--- Begin SOURCE DOCUMENT ---

Entry Name: "TUK-Kinger-MC1"

VAST Challenge 2020
Mini-Challenge 1

 

 

Team Members:

Krishna Kinger, TU Kaiserslautern, k_kinger18@cs.uni-kl.de PRIMARY

 

Jan-Tobias Sohns, TU Kaiserslautern, j_sohns12@cs.uni-kl.de

Heike Leitte, TU Kaiserslautern, leitte@cs.uni-kl.de

 

Student Team: YES

 

Tools Used:

Python - Plotly Python Open Source Graphing Library, Dash

Visual Analytics tool created for the analysis of spatio-temporal graph data

Neo4j

 

Approximately how many hours were spent working on this submission in total?

400 Hours

 

May we post your submission in the Visual Analytics Benchmark Repository after VAST Challenge 2020 is complete? YES

 

Video

https://youtu.be/Fl7KnPsomf4

 

 

 

Center for Global Cyber Strategy (CGCS) researchers have used the data donated by the white hat groups to create anonymized profiles of the groups. One such profile has been identified by CGCS sociopsychologists as most likely to resemble the structure of the group who accidentally caused this internet outage. You have been asked to examine CGCS records and identify those groups who most closely resemble the identified profile

Questions

1 –– Using visual analytics, compare the template subgraph with the potential matches provided. Show where the two graphs agree and disagree. Use your tool to answer the following questions:

a.       Compare the five candidate subgraphs to the provided template. Show where the two graphs agree and disagree. Which subgraph matches the template the best? Please limit your answer to seven images and 500 words.

--- End SOURCE DOCUMENT ---

TASKS TO COMPLETE:
**1.** How many hours does the VAST Challenge 2020 entry report spending on the submission?
**2.** Pick up the VAST Challenge 2020 entry after its last line and write what comes next.

--- Begin RAW DATA ---

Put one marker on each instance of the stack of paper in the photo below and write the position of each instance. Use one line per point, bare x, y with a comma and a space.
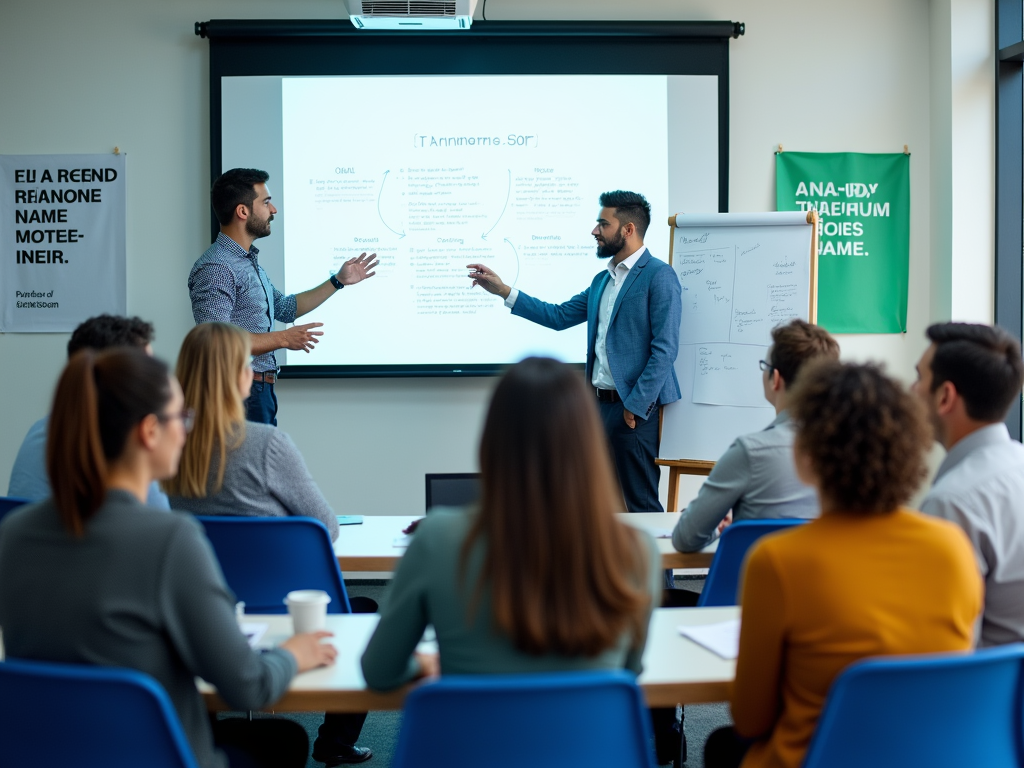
721, 638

--- End RAW DATA ---

RESPONSE LIST:
**1.** About 400 hours.

**2.**
Ans. The temporal transactions from communication, procurement and travel channel are plotted for the template graph (shown in Figure 1) and five subgraphs (shown in Figure 2, 3, 4, 5, 6). The figure contains timeline in the horizontal axis and person nodes as categorical vertical axis. Call, email and procurement transactions are represented via color coded vertical line and travel transactions are shown via horizontal line. The lines contain distinct markers on both ends for representing the source and destination. The nodes color represents the spatial location of the person at that instance of time.   The person nodes forming clusters are arranged together and the node with highest centrality is kept near the center to remove the clutter and for better visibility of patterns. Further, the nodes with only participation in the travel channel are kept together towards the upper end of plot window. The relative position of nodes in the subgraph’s is kept relative to their similarities with the nodes of template graph. These similarities are computed on the basis of centrality measure, participation in different phases of the timeline, participation in the different channels and the demographic attributes.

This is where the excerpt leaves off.